_This notebook is part of the material for the [Active Training Course "Advanced Deep Learning"](https://indico.desy.de/event/37478/)_

## Generating LHC data with Transformers

#### Background

Simulations for LHC physics is a major computational task at the experiment, and will become more computationally intensive in the coming years, so if ML techniques can speed up some aspects of this then it would be very useful. The process we are studying is Drell-Yan: $pp\rightarrow Z\rightarrow \mu\mu$

#### Interesting papers

- Jet Diffusion versus JetGPT — Modern Networks for the LHC<br>
  *Anja Butter, Nathan Huetsch, Sofia Palacios Schweitzer, Tilman Plehn, Peter Sorrenson, and Jonas Spinner*<br>
  https://arxiv.org/pdf/2305.10475.pdf
- Denoising Diffusion Probabilistic Models<br>
  *Jonathan Ho, Ajay Jain, Pieter Abbeel*<br>
  https://arxiv.org/pdf/2006.11239.pdf

#### Outline
- Imports
- Toy example for attention
- Loading the data and preprocessing
- Building a generative transformer step by step
- Training the model
- Generating samples
- Study the results
- Bonus exercises

### Imports

In [None]:
import torch
import torch.nn as nn
import torch.distributions as D
import torch.nn.functional as F
import matplotlib.pyplot as plt
import numpy as np
from torch.utils.data import TensorDataset
from torch.utils.data import DataLoader
# datapath when not using COLAB
path = "datasets/"

In [None]:
if torch.cuda.is_available():
    torch.set_default_device("cuda")
    device = torch.device("cuda")
else:
    device = torch.device("cpu")

### Toy example for attention

Before we start building a generative transformer for the LHC data from the last tutorial, we will take a look at the attention mechanism itself for a toy example. This part of the tutorial is based on Lukas Heinrich's example transformer from the MITP school 2023 "Machine Learning in Particle Theory".

#### Exercise 1: Toy attention

We will use attention to build a classifier to find out whether there are more 4s than 2s in a sequence of integers from 0 to 9. This allows us to visualize the attention matrix and values and understand what the attention mechanism is doing in this simple example.

◆ Goal A ◆
Answer from the LHC notebook:
(i) Which process is being studied?
(ii) Which device is selected when CUDA is not available?
(iii) What does the Exercise 1 classifier determine about a sequence of integers?
The LHC notebook and the entries come from unrelated sources.

◆ Input for this task ◆

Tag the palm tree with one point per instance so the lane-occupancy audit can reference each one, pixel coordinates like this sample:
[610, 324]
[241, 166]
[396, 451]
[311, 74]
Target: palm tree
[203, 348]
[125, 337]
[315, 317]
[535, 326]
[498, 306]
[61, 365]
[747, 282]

◆ Goal B ◆
Output all lines of the entries as a Markdown table with the columns Row and Line, numbering each row and omitting blank lines.

◆ Correct response A ◆
(i) Drell-Yan: $pp\rightarrow Z\rightarrow \mu\mu$
(ii) The CPU.
(iii) Whether a sequence of integers from 0 to 9 contains more 4s than 2s.

◆ Correct response B ◆
| Row | Line |
|---|---|
| 1 | Tag the palm tree with one point per instance so the lane-occupancy audit can reference each one, pixel coordinates like this sample: |
| 2 | [610, 324] |
| 3 | [241, 166] |
| 4 | [396, 451] |
| 5 | [311, 74] |
| 6 | Target: palm tree |
| 7 | [203, 348] |
| 8 | [125, 337] |
| 9 | [315, 317] |
| 10 | [535, 326] |
| 11 | [498, 306] |
| 12 | [61, 365] |
| 13 | [747, 282] |